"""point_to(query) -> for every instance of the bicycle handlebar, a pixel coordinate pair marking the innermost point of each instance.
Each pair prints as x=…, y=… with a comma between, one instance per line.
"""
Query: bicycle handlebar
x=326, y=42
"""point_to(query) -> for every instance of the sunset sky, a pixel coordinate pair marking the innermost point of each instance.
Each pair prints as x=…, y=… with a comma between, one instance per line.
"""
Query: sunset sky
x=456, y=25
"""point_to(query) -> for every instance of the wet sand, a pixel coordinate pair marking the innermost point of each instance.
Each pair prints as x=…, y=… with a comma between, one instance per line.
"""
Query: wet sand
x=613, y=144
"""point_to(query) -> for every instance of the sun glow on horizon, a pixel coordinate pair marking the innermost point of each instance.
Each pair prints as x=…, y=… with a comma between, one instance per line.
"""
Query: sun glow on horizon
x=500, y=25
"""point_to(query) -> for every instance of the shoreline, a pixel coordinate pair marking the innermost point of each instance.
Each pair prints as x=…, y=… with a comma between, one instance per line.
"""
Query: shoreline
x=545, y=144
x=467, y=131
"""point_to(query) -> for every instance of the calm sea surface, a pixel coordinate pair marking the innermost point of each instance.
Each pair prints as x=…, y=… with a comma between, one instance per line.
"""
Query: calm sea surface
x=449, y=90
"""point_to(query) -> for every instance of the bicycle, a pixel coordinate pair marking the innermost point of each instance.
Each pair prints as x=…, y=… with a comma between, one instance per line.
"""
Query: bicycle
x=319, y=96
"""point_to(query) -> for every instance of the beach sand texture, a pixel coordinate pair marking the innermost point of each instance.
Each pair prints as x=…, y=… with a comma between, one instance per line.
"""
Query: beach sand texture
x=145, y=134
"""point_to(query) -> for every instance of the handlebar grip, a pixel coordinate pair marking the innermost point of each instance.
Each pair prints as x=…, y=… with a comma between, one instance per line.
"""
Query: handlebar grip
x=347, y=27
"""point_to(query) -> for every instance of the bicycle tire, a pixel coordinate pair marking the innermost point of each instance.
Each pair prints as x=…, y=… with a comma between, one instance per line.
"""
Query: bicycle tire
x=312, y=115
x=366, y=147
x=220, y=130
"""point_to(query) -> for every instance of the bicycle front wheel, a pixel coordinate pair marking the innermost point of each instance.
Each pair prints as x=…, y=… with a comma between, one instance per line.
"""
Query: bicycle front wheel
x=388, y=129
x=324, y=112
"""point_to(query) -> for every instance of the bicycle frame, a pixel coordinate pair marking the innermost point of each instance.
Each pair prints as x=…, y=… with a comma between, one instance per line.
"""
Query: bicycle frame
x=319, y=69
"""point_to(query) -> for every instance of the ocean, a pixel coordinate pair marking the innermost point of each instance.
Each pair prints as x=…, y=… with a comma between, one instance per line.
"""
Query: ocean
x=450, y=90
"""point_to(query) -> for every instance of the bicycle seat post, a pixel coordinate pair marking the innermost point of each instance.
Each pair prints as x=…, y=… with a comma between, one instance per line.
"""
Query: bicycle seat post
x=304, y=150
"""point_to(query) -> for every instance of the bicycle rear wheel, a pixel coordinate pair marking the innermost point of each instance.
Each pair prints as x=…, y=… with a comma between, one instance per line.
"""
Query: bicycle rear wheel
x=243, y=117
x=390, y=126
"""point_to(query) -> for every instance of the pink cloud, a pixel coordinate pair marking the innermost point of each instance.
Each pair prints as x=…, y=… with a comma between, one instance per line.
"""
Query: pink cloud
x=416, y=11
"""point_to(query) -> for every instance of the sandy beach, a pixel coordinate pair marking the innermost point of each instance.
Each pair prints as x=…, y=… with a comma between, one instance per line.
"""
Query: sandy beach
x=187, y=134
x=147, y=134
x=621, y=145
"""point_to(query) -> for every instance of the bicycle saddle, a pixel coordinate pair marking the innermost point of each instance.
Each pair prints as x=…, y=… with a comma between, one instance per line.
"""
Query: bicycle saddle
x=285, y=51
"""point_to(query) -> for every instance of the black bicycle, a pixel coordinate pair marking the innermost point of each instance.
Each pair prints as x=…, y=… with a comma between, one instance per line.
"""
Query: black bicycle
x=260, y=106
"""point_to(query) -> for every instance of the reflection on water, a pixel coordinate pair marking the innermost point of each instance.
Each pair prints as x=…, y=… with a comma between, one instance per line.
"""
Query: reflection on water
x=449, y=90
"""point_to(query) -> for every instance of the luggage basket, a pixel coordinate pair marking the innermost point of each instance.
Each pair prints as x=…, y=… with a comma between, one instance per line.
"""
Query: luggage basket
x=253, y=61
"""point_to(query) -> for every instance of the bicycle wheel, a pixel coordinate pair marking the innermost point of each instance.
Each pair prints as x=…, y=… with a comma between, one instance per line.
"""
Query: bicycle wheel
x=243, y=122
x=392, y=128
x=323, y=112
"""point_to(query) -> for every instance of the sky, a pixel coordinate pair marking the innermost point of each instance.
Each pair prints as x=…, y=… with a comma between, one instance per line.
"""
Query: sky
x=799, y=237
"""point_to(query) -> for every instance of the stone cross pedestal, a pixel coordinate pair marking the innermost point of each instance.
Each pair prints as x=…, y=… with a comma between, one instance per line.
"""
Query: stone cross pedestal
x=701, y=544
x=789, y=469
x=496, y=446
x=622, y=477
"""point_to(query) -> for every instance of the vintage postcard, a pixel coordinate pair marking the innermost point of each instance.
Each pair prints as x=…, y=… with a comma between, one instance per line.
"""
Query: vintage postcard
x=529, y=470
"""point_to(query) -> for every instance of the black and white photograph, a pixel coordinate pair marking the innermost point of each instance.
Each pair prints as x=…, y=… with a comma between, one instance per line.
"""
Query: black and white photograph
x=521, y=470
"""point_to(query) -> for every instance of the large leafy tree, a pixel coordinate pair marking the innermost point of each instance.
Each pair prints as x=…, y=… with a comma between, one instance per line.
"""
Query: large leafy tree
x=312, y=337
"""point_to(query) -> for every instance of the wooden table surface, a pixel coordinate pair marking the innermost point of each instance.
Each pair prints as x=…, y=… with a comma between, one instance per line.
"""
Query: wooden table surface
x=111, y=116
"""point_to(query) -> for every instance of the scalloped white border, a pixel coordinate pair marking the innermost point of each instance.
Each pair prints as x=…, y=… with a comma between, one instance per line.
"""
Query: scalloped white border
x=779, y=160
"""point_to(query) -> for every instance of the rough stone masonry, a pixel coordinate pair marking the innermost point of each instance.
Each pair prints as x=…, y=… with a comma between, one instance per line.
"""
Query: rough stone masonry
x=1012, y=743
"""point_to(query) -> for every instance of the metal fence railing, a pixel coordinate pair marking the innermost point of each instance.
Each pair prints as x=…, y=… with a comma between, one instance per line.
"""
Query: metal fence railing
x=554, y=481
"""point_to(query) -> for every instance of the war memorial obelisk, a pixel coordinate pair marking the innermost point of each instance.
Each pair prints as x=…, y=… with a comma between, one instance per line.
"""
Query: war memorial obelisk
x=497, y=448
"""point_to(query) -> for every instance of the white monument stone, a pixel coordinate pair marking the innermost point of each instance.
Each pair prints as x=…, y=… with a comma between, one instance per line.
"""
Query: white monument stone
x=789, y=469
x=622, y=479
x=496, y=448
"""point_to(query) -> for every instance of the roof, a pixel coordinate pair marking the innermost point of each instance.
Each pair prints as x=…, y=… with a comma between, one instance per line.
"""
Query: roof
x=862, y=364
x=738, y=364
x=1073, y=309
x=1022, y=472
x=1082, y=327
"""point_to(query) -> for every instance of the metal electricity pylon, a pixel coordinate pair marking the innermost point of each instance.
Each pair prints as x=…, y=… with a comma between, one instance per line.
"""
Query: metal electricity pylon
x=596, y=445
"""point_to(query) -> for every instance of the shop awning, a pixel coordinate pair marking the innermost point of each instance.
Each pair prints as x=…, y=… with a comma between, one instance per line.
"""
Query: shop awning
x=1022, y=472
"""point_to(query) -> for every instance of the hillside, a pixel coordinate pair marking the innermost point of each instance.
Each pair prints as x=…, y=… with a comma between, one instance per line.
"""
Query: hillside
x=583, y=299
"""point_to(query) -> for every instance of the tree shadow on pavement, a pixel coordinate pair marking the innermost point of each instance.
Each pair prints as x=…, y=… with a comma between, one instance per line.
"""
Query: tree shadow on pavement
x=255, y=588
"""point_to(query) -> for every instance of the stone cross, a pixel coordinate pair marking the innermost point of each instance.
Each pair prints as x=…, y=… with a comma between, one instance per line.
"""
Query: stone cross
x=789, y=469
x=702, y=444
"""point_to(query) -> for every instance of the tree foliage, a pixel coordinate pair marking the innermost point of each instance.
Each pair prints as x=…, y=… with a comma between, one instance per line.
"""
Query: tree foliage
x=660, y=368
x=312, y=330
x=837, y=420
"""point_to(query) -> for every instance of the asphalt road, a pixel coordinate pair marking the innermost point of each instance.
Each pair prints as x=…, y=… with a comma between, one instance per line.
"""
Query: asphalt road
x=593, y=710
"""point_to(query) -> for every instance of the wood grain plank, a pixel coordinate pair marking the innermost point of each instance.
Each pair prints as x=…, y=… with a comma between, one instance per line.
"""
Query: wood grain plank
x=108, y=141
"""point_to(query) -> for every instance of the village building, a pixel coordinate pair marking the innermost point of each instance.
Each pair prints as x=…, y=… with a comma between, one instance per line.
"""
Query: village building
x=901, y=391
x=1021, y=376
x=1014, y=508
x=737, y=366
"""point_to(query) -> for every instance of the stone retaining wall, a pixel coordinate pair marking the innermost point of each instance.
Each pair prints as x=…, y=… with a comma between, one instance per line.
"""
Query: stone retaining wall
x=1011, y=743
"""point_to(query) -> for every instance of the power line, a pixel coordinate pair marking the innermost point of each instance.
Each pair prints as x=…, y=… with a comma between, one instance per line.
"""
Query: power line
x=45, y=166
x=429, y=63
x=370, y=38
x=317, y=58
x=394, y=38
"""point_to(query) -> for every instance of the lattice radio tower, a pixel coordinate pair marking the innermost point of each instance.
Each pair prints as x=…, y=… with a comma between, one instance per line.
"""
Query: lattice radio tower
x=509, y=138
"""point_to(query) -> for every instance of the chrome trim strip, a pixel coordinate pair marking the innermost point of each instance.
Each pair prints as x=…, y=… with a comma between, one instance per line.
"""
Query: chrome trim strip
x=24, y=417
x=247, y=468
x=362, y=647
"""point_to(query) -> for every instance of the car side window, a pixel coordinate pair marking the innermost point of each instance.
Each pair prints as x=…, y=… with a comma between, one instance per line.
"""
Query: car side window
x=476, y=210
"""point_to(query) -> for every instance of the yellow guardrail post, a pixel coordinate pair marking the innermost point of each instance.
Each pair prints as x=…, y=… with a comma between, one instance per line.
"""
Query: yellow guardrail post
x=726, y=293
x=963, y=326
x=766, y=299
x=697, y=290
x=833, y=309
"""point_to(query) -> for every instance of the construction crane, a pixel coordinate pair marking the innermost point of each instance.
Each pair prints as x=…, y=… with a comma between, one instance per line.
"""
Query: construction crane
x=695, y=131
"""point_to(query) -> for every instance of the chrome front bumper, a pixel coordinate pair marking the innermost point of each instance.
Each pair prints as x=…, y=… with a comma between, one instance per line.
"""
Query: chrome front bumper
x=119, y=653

EXERCISE TASK →
Locate the line with "of the power" in the entries above; extract it and every line after it, verbatim.

SOLUTION TO THE PROBLEM →
"""point_to(query) -> for every instance of the power line, a pixel coordinate pair marking the innermost point of each instance.
Each pair prints as x=…, y=… with a comma between, one instance per line.
"""
Query: power line
x=45, y=166
x=429, y=63
x=370, y=38
x=317, y=58
x=394, y=38
"""point_to(query) -> for every instance of the lattice radio tower, a pixel coordinate pair marking the innermost point of each instance.
Each pair prints as x=…, y=… with a comma between, one instance per line.
"""
Query: lattice radio tower
x=509, y=138
"""point_to(query) -> for every instance of the chrome trim strip, a pixel coordinate pair marking the innermost point of each instance.
Each pair prints as x=…, y=… with a comma between, one instance per line.
"""
Query: chrome trim strip
x=24, y=417
x=247, y=468
x=362, y=647
"""point_to(query) -> for every instance of the car side window, a pixel coordinate pair marking the innermost point of each instance.
Each pair prints as x=…, y=… with a comma between, one instance per line.
"""
Query: car side window
x=476, y=210
"""point_to(query) -> for every instance of the yellow guardrail post, a pixel coordinate pair marking the innermost point of each instance.
Each pair prints as x=…, y=… with a comma between, one instance per line.
"""
Query: yellow guardrail post
x=726, y=293
x=963, y=326
x=766, y=299
x=697, y=290
x=833, y=309
"""point_to(query) -> for every instance of the construction crane, a pixel coordinate pair marking the innermost point of each instance.
Each pair prints as x=…, y=… with a comma between, one instance per line.
"""
Query: construction crane
x=695, y=131
"""point_to(query) -> for every instance of the chrome front bumper, a pixel coordinate pair marking the innermost point of each instance.
Each pair prints as x=…, y=… with a comma between, one instance per line.
"""
Query: chrome front bumper
x=119, y=653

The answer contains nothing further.